## Do this
Write out the material word for word, from its first line through the line that contains "[[[331,350],[334,348],[335,338],[319,338],[319,348]]]", with both ends included. Leave the pictures out of your answer.

## Outline annotation records
-- Start --

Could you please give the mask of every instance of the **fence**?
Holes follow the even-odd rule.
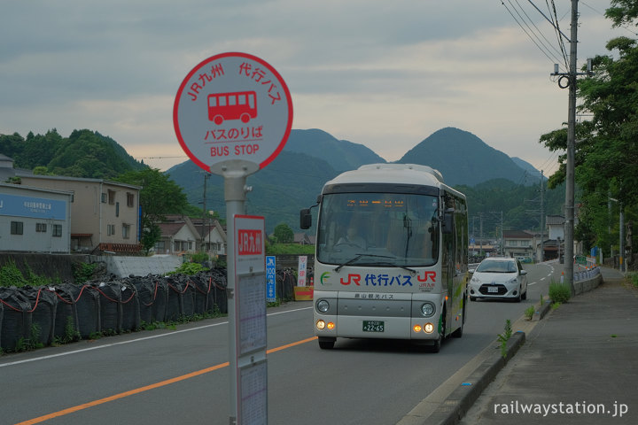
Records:
[[[0,349],[16,352],[214,311],[227,313],[226,273],[214,268],[195,275],[149,274],[82,285],[0,286]],[[277,298],[293,299],[296,282],[292,269],[277,268]]]

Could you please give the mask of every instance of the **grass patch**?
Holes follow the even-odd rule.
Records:
[[[572,288],[566,283],[551,281],[549,283],[549,299],[552,303],[564,304],[572,298]]]

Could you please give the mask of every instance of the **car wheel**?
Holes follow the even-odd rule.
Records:
[[[331,350],[334,348],[335,338],[319,338],[319,348]]]

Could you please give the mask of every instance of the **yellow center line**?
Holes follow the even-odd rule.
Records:
[[[302,339],[301,341],[297,341],[295,343],[291,343],[291,344],[287,344],[285,345],[281,345],[279,347],[268,350],[266,352],[266,353],[270,354],[271,352],[280,352],[280,351],[285,350],[287,348],[292,348],[296,345],[300,345],[301,344],[306,344],[310,341],[314,341],[316,338],[317,338],[316,336],[313,336],[311,338]],[[171,383],[179,382],[180,381],[184,381],[186,379],[194,378],[195,376],[199,376],[200,375],[207,374],[208,372],[213,372],[213,371],[215,371],[218,369],[222,369],[223,367],[228,367],[229,365],[230,365],[230,363],[228,361],[225,363],[220,363],[219,365],[215,365],[211,367],[206,367],[206,369],[197,370],[197,371],[191,372],[190,374],[183,375],[181,376],[176,376],[176,377],[171,378],[171,379],[167,379],[165,381],[161,381],[161,382],[156,382],[156,383],[152,383],[151,385],[146,385],[144,387],[136,388],[134,390],[130,390],[128,391],[121,392],[120,394],[114,394],[113,396],[105,397],[105,398],[100,398],[98,400],[89,401],[89,403],[84,403],[83,405],[75,406],[74,407],[69,407],[67,409],[60,410],[58,412],[54,412],[52,413],[45,414],[43,416],[30,419],[28,421],[16,423],[15,425],[33,425],[34,423],[41,423],[45,421],[49,421],[50,419],[65,416],[66,414],[74,413],[79,412],[81,410],[88,409],[89,407],[104,405],[105,403],[114,401],[114,400],[117,400],[120,398],[124,398],[125,397],[133,396],[135,394],[139,394],[141,392],[148,391],[150,390],[154,390],[156,388],[164,387],[166,385],[170,385]]]

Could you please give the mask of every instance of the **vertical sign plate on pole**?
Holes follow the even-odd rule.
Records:
[[[235,215],[237,423],[268,423],[264,218]]]
[[[263,250],[256,261],[261,266],[255,267],[254,261],[252,264],[246,259],[254,257],[253,254],[239,252],[235,248],[235,237],[238,235],[234,219],[245,211],[246,176],[272,162],[288,140],[292,127],[292,100],[284,79],[266,61],[247,53],[220,53],[201,61],[182,81],[173,105],[173,124],[177,140],[191,160],[200,168],[224,178],[229,235],[227,293],[231,330],[229,332],[230,387],[230,394],[236,396],[230,400],[230,417],[231,424],[245,425],[249,422],[241,422],[242,413],[237,402],[241,403],[241,382],[245,390],[247,386],[254,389],[263,383],[265,394],[266,351],[265,325],[263,334],[258,330],[261,329],[259,321],[261,319],[257,320],[259,322],[247,320],[250,316],[241,309],[245,307],[254,313],[251,309],[261,308],[255,304],[258,297],[260,302],[265,304],[265,268]],[[263,218],[261,220],[263,235]],[[245,236],[250,238],[249,234]],[[259,288],[253,282],[257,275],[261,279]],[[261,290],[262,295],[247,296],[248,299],[241,300],[238,297],[242,288],[236,287],[240,282],[250,288],[248,290]],[[244,323],[242,319],[245,320]],[[265,323],[265,311],[262,321]],[[260,348],[262,344],[263,350]],[[253,349],[255,353],[249,355]],[[263,364],[258,363],[261,360],[255,360],[252,367],[261,366],[250,373],[248,366],[241,363],[245,358],[261,357]],[[253,401],[246,406],[251,406],[253,413],[261,412]],[[267,421],[262,413],[250,417],[261,417],[263,423]],[[250,423],[262,422],[251,421]]]
[[[276,257],[266,257],[266,301],[276,302]]]
[[[300,255],[299,270],[297,271],[297,286],[306,286],[306,270],[307,268],[307,256]]]

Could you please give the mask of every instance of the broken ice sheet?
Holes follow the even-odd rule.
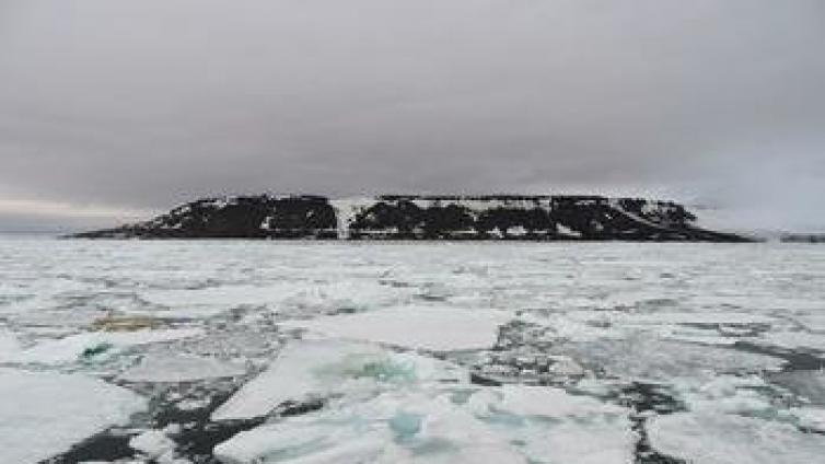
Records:
[[[197,337],[204,334],[201,328],[164,328],[142,329],[135,332],[85,332],[59,339],[49,339],[20,350],[8,359],[9,362],[63,364],[91,359],[95,356],[108,353],[112,350],[165,343],[183,338]]]
[[[789,424],[721,413],[676,413],[648,421],[652,446],[696,464],[821,462],[825,436]]]
[[[243,375],[246,369],[237,363],[194,355],[149,353],[140,363],[121,373],[127,382],[191,382]]]
[[[333,403],[239,433],[214,454],[228,464],[618,464],[631,460],[635,441],[617,406],[555,388],[463,385]]]
[[[280,325],[335,338],[430,351],[458,351],[491,348],[496,344],[498,327],[511,318],[512,313],[507,311],[404,306],[287,321]]]
[[[348,392],[379,392],[420,382],[465,379],[453,364],[377,346],[336,340],[289,343],[269,368],[246,383],[212,420],[266,416],[287,402],[325,399]]]
[[[0,462],[50,457],[146,406],[126,388],[83,375],[0,369]]]
[[[209,317],[234,308],[267,308],[279,314],[363,311],[404,303],[411,289],[373,280],[279,280],[259,285],[223,285],[199,289],[148,290],[142,297],[177,316]]]

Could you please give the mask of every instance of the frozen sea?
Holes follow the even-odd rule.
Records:
[[[825,246],[0,239],[0,463],[814,463]]]

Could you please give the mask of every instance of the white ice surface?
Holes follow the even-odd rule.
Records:
[[[175,442],[161,430],[148,430],[129,440],[129,448],[140,451],[149,459],[158,459],[175,449]]]
[[[229,378],[246,372],[243,366],[193,355],[150,353],[119,375],[127,382],[188,382]]]
[[[353,391],[374,392],[461,378],[452,364],[417,355],[360,343],[297,340],[221,405],[212,420],[265,416],[288,401],[306,402]]]
[[[135,393],[83,375],[0,369],[0,462],[47,459],[144,407]]]
[[[359,314],[288,321],[328,337],[357,339],[430,351],[491,348],[498,327],[513,318],[507,311],[405,306]]]
[[[19,351],[9,361],[19,363],[61,364],[77,361],[89,349],[119,349],[197,337],[200,328],[142,329],[135,332],[86,332],[68,337],[40,341]]]
[[[695,464],[822,462],[825,437],[788,424],[720,413],[676,413],[648,422],[651,445]]]
[[[418,388],[241,432],[216,448],[226,464],[251,463],[554,463],[620,464],[636,436],[627,411],[539,388]],[[458,395],[458,396],[456,396]],[[530,402],[549,399],[538,414]],[[583,440],[582,437],[588,437]]]

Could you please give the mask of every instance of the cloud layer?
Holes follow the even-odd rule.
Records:
[[[820,0],[5,1],[0,198],[631,190],[825,227],[823,44]]]

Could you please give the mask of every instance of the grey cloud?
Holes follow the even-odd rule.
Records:
[[[825,227],[823,45],[820,0],[7,1],[0,196],[664,186]]]

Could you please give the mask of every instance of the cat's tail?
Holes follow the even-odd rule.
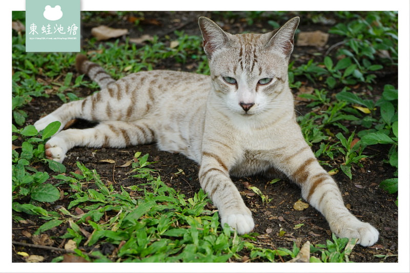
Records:
[[[77,70],[88,76],[97,82],[101,89],[106,88],[108,85],[115,82],[115,80],[107,73],[98,65],[88,60],[84,54],[78,54],[75,58],[75,68]]]

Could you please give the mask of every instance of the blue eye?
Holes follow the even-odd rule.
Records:
[[[260,85],[266,85],[272,81],[272,78],[263,78],[263,79],[260,79],[258,82]]]
[[[222,78],[223,79],[223,80],[228,83],[230,83],[231,85],[234,85],[236,83],[236,80],[233,78],[231,78],[231,77],[223,77]]]

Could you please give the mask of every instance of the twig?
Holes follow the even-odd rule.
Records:
[[[43,249],[47,249],[49,250],[58,251],[60,252],[64,252],[66,253],[74,253],[74,254],[76,253],[75,251],[70,249],[60,248],[59,247],[54,247],[54,246],[48,246],[47,245],[40,245],[34,244],[28,244],[27,243],[22,243],[20,242],[17,242],[16,241],[12,241],[11,243],[13,244],[15,244],[17,245],[21,245],[23,246],[28,246],[29,247],[35,247],[36,248],[42,248]],[[93,258],[95,259],[97,259],[100,258],[98,256],[96,256],[95,255],[93,255],[92,254],[89,254],[86,252],[83,252],[83,253],[84,254],[85,254],[86,255],[87,255],[88,257],[90,258]]]

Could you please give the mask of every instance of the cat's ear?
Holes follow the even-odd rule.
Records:
[[[293,38],[299,20],[299,17],[294,17],[279,30],[271,32],[273,36],[266,44],[266,46],[278,50],[286,57],[289,57],[293,51]]]
[[[228,34],[211,19],[201,16],[198,20],[203,39],[203,49],[209,58],[214,52],[229,41]]]

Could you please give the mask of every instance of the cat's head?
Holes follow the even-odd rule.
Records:
[[[295,17],[268,33],[233,35],[199,17],[214,89],[224,106],[243,115],[277,106],[275,98],[289,90],[288,67],[299,22]]]

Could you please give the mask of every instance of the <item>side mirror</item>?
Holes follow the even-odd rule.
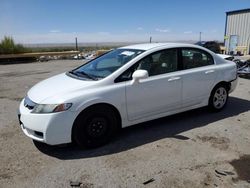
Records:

-- End --

## Right answer
Could you please give the mask of every instance of the **fence**?
Holes follow the even-odd rule.
Records:
[[[0,349],[16,352],[214,311],[227,313],[226,273],[214,268],[195,275],[149,274],[82,285],[0,286]],[[277,298],[293,299],[296,282],[292,269],[277,268]]]

Could you please give the mask of every instance of the **grass patch**?
Holes follow the even-odd rule.
Records:
[[[572,288],[566,283],[551,281],[549,283],[549,299],[552,303],[564,304],[572,298]]]

Could you please give the mask of every instance of the **car wheel**?
Holes follow the even-odd rule.
Records:
[[[331,350],[334,348],[335,338],[319,338],[319,348]]]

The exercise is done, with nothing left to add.